A more expansive Secretary of State would have flown into raptures about his blessed programme, booming enthusiasm. Mr Williamson is not such a gusher. He seems to have been told – by a voice coach, perhaps – to speak slowly in as deep a timbre as he can muster.
Schoolboys do that when they are keen to show their voices are breaking. Hello, Timmy, fancy a sherbet Dip-Dab? ‘Yeah, okay mate,’ Timmy replies, trying to sound like Lee Marvin in Wandering Star.
A Defence Secretary is meant to fill people with trepidation, so in some ways Mr Williamson is superb at his job
Kevan Jones (Lab, N Durham), a former minister, said the statement was just ‘general waffle’. Did Jonesy mean General Herbert Waffle of the Defence Staff? Mark Francois (Con, Rayleigh & Wickford), also once a minister, wished Mr Williamson luck as he ‘goes into battle with the Chancellor’. Brexiteer Francois is one of the 117 Tory MPs who voted against Theresa May last week. Referring to the Chancellor’s swipe about Eurosceptic MPs being ‘extremists’, Mr Francois told Mr Williamson: ‘If he goes toe to toe with the Chancellor he will find he has 117 allies he didn’t know he had.’
A blushing Williamson replied: ‘That’s incredibly charming of him.’ The only money he really talked about was £1.8billion of ‘investment’ in the Armed Forces, at least £1billion of which had already been announced. Compare that to the £39billion we are told we must pay to the EU for a half-hearted Brexit and you can see why John Redwood (Con, Wokingham) invited Mr Williamson to bid for some of the ‘Brexit bonanza’ if we escape the EU without a treaty. ‘Ooh,’ said Mr Williamson, ‘I possibly could be tempted’.

□ □ □ □ □

Challenge 1: According to the sketch of Mr Williamson's Commons statement, how much of the £1.8billion of "investment" in the Armed Forces had already been announced?
Challenge 2: Write a continuation of the sketch of Mr Williamson's Commons statement, starting after its last line.
The listing plays no part in this exercise.

Information supplied:
□ □ □ □ □

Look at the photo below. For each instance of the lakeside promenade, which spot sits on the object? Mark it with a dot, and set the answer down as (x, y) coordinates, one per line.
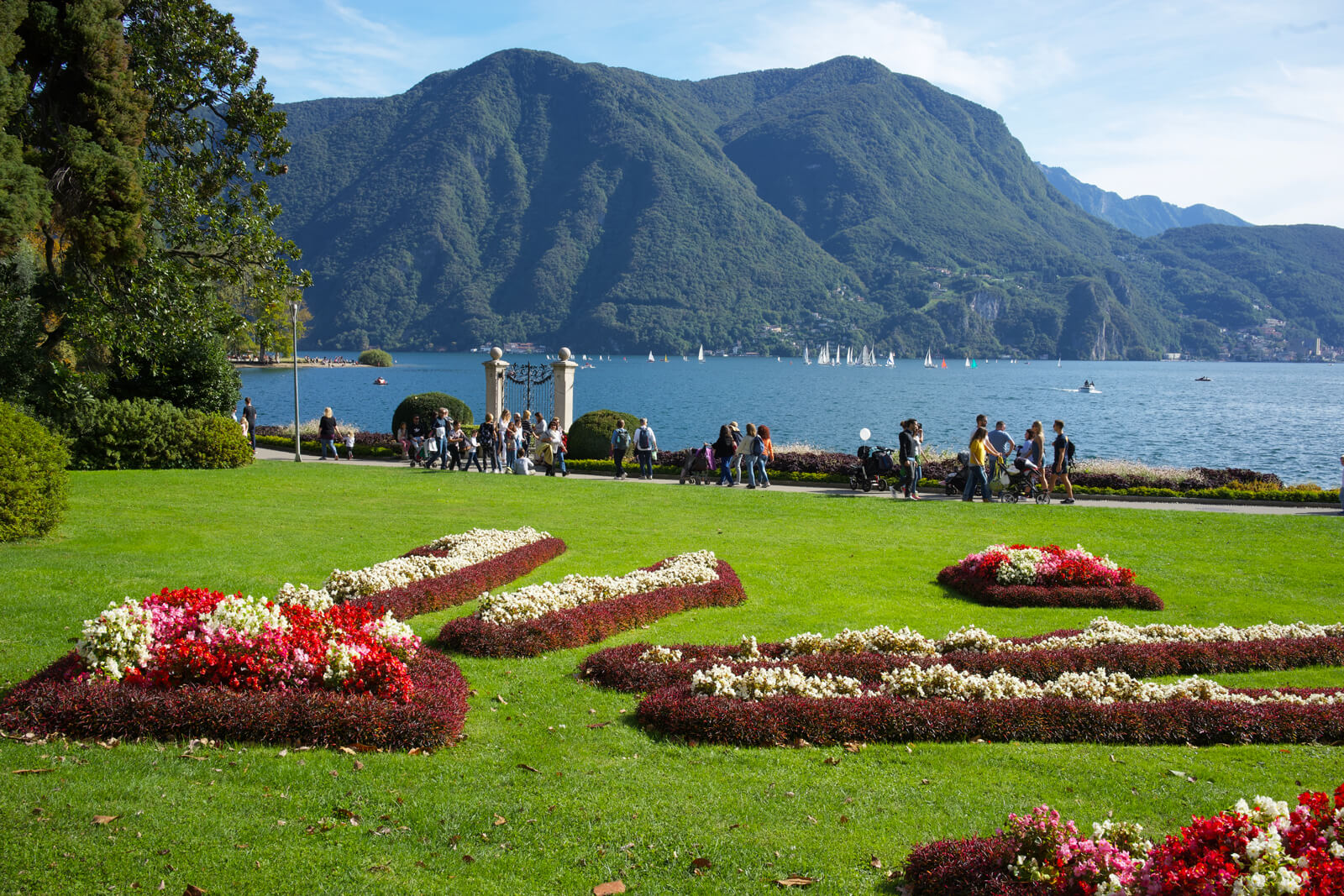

□ □ □ □ □

Task answer 1: At least £1billion of it.

Task answer 2:
It may be a measure of how Mr Williamson is regarded by veteran Defence bods that HMS Nicholas Soames (Con, Mid-Sussex) opted to stay out of yesterday’s exchanges.
Over in the House of Lords, meanwhile, the Government again refused to hold an inquiry into the way Wiltshire police tarnished the name of the late Sir Edward Heath.
Ted may have been a difficult old stodge but he still has many admirers in the Upper House. An early capitulation by the Home Office might save everyone an awful lot of grief.